▶ **READING TEXT**:
Content starts

Abstract
Polygenic risk scores represent an individual’s genetic susceptibility to a phenotype. Like with any models, statistical models commonly employed to fit polygenic risk scores and assess their accuracy contain several assumptions. The effects of these assumptions on models of polygenic risk score have not been thoroughly assessed.
We assessed 26 variations of the traditional polygenic risk score model, each of which mitigate assumptions in one of five facets of disease modelling: representation of age (6 variations), censorship (3 variations), competing risks (7 variations), formation of disease labels (6 variations), and selection of covariates (4 variations). With data from the UK Biobank, each model variation included age, sex, and a polygenic risk score derived from the PGS Catalog. Each of the 26 model variations were fitted to predict 18 diseases. Compared to the plain model that contained all five facets of assumptions, the model variations often fit the data better and generated predictions that largely differed from the predictions of the plain model. The statistic Royston’s R2 measured a model’s goodness of fit, and thereby determined if the model was an enhancement upon the plain model. For 15 of the 26 model variations Royston’s R2 was greater than that of the plain model for >50% of diseases. Reclassification rates, defined as the fraction of individuals in the top five percentiles of the plain model’s predictions who are not in the top five percentiles of a model variation’s predictions, was used to determine if the variation led to significantly different predictions. For 20 of the 26 model variations the median reclassification rate calculated across the 18 diseases was greater than 10%. Comparisons of accuracy statistics further illustrated how much each model variation’s predictions differed from the plain model’s predictions.

Content ends

▶ **INPUT DATA**:

Content starts

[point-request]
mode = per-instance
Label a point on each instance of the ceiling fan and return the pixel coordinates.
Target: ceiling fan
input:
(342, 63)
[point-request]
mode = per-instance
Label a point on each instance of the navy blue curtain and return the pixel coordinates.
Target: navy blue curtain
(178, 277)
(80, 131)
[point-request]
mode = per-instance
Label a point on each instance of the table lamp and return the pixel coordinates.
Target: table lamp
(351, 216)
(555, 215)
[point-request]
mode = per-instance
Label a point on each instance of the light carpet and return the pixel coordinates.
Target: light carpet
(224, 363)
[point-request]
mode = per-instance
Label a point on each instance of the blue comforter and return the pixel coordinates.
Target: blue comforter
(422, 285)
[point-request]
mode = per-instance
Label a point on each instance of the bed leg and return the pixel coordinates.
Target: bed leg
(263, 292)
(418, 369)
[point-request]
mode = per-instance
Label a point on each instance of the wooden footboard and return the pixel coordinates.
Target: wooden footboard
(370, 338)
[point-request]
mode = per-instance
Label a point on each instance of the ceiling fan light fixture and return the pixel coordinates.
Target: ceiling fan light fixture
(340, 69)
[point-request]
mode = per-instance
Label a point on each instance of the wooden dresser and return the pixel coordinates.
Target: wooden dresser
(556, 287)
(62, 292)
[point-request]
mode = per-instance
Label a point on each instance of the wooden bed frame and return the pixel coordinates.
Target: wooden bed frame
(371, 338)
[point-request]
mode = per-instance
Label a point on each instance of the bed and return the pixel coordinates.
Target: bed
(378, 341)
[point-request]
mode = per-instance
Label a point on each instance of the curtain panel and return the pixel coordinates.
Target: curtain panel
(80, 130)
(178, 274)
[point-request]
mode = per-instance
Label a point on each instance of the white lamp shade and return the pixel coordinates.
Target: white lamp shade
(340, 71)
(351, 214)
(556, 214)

Content ends
Content starts

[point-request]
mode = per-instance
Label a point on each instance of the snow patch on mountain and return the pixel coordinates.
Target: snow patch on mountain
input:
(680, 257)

Content ends
Content starts

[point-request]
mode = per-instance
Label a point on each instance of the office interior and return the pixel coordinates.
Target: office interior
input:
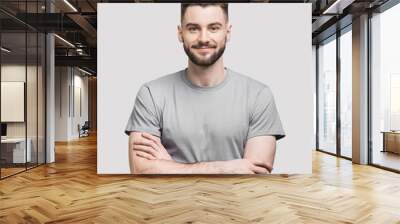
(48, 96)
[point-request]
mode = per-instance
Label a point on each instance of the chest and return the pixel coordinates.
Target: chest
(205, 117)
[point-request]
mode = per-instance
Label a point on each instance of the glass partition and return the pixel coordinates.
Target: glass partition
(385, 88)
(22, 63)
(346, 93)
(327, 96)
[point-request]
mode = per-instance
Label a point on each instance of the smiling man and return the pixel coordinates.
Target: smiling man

Content ends

▶ **QUESTIONS ON THE MATERIAL**:
A – In the polygenic risk score abstract, which statistic measured how well a model fit the data?
B – Continue the polygenic risk score abstract from its last sentence.

▶ **PER-TASK ANSWERS**:
A – Royston's R2

B –
Models containing polygenic risk scores appear to be significantly affected by many common modelling assumptions. Therefore, future investigations should consider taking some action to mitigate modelling assumptions.
Author Summary An individual’s genetics can increase their risk of experiencing a disease. The exact magnitude of the increased risk is estimated within a statistical model. The traditional model type employed in this process is relatively plain and contains several assumptions. The predicted risk estimates from this plain model may be unnecessarily inaccurate. To test this possibility, we searched the literature for model variations that reduce the assumptions of the plain model, ultimately creating 26 distinct model variations that may improve upon the plain model. Each model variation was fit with data from the UK Biobank to predict 18 diseases. We found that 15 of the 26 models variations fit the data better than the plain model for a majority of diseases. Goodness of fit was measured with Royston’s R2 statistic. Further calculations found that the predictions of the model variations were often significantly more or less accurate than the predictions of the plain model. We believe these results indicate that future investigations of polygenic risk scores should not employ the plain model, as unreliable risk predictions will likely result.
Competing Interest Statement
The authors have declared no competing interest.